- **Do this**: Repeat the entries below word for word, from the line containing "For accessibility purposes, please box every white countertop" through the line containing "[371,158,536,246]", both of those lines included.

- **Given information**:
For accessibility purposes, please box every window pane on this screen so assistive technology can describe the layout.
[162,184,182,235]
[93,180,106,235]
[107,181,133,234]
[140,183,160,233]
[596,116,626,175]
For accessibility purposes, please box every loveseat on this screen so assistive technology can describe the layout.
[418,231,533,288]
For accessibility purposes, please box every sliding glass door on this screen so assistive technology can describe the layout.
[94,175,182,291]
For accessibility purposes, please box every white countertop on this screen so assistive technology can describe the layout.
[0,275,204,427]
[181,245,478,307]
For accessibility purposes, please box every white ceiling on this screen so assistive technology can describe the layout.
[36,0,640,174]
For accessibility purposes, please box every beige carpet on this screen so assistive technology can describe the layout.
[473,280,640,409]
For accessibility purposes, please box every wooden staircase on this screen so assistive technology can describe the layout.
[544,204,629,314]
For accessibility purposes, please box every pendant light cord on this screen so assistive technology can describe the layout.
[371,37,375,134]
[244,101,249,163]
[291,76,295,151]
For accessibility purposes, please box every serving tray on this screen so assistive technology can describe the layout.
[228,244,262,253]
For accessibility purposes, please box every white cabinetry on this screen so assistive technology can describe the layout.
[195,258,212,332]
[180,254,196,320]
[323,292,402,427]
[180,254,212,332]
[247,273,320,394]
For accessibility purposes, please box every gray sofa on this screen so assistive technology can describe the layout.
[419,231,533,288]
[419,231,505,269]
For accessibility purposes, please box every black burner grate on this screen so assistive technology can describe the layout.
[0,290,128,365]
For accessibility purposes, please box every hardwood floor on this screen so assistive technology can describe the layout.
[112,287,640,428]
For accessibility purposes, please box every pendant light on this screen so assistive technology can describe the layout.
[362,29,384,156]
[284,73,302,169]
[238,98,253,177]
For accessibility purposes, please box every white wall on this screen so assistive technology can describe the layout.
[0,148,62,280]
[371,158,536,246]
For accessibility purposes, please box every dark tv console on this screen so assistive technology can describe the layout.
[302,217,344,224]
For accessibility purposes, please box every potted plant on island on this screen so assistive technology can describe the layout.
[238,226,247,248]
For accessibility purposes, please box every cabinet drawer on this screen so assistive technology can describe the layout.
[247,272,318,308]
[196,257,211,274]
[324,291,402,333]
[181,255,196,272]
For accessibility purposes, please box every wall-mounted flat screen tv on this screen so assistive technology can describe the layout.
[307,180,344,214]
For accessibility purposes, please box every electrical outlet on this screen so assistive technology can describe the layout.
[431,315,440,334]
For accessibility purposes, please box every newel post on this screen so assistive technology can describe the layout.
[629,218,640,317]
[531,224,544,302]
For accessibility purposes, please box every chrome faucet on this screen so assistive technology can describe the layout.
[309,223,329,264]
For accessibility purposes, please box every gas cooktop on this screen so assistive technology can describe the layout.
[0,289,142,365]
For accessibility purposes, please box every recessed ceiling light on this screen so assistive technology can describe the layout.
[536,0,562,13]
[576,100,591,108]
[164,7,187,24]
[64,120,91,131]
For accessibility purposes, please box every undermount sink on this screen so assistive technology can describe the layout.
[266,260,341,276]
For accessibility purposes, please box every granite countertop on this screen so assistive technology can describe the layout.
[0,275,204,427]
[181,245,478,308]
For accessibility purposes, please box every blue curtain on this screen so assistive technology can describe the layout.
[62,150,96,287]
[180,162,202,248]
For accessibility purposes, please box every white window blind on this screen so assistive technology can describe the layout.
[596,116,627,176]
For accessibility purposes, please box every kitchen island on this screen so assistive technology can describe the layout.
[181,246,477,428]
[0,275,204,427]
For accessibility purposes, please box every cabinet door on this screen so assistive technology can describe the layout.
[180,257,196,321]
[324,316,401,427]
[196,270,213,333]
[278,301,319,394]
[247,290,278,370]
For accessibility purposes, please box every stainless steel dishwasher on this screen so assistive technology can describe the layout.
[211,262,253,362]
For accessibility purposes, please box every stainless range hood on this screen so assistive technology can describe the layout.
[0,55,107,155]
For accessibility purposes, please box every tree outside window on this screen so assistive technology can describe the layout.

- **Exercise solution**:
For accessibility purposes, please box every white countertop on this screen so assistive technology can describe the layout.
[0,275,204,427]
[181,245,478,307]
For accessibility purposes, please box every white ceiling on this screen so assistive technology can describe the layout.
[36,0,640,174]
For accessibility purposes, please box every beige carpet on this screen so assistive technology can describe the layout.
[473,280,640,409]
For accessibility purposes, please box every wooden staircase on this screen so assistive technology can describe the layout.
[544,204,629,314]
For accessibility purposes, please box every pendant light cord on this screen so assistive technology can describe the layout.
[371,37,375,134]
[244,101,249,163]
[291,76,295,151]
For accessibility purposes, please box every serving tray on this screen so assistive technology can describe the layout.
[228,244,262,253]
For accessibility purposes, please box every white cabinetry on this screen so assistive technology can describe the layout.
[195,258,212,332]
[180,254,196,320]
[323,292,402,427]
[180,254,212,332]
[247,273,320,394]
For accessibility purposes, please box every gray sofa on this screen so assistive technology can describe the layout.
[419,231,533,288]
[419,231,505,269]
For accessibility purposes, please box every black burner grate on this screen so assistive technology can describe the layout.
[0,290,128,365]
For accessibility purposes, please box every hardwood floor on this screen so assistive technology can describe the layout.
[112,287,640,428]
For accessibility purposes, please box every pendant light on this screen so assistive technology can describe the layout.
[362,29,384,156]
[284,73,302,169]
[238,98,253,177]
For accessibility purposes, please box every white wall on this screen so assistive technology can describe the layout.
[0,148,62,280]
[371,158,536,246]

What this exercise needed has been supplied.